Saved data entries
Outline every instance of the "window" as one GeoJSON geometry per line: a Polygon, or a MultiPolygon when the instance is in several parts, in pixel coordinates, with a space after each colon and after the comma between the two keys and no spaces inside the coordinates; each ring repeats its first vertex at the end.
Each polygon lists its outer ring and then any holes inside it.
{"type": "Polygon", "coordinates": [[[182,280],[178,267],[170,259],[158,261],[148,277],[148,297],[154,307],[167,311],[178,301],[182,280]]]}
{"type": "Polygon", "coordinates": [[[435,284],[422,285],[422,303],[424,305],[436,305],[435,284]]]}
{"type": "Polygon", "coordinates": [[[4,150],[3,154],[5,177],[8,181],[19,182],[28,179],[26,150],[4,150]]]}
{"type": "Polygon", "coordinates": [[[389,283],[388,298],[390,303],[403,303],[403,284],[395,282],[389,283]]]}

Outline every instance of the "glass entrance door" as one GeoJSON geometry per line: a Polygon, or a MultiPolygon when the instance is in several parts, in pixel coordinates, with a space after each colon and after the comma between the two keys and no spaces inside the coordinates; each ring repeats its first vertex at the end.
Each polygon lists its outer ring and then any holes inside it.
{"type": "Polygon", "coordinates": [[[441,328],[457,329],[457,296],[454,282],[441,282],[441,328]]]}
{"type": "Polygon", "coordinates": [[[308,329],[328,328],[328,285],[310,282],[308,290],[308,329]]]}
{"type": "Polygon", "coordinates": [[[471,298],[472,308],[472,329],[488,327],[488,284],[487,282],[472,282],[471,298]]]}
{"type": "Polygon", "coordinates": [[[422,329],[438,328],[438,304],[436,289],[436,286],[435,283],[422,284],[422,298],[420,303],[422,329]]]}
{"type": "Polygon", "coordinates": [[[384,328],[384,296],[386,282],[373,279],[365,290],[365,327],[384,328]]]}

TO BE DONE: Pick out every line in the items above that contains the word "with", and copy each one.

FINAL ANSWER:
Outline every instance of the "window" as one GeoJSON geometry per line: a Polygon, or a MultiPolygon when the instance is in several parts, in pixel coordinates, with a space after each colon and after the comma between the two keys and no spaces inside the coordinates; each ring repeats its first vertex at the end.
Outline every instance of the "glass entrance door" as one GeoJSON geometry per line: a Polygon, or a MultiPolygon when the instance is in several parts, in pixel coordinates, with a space after each colon and after the comma between the two keys and no spaces inside the coordinates; each ring repeats its first vertex at the end.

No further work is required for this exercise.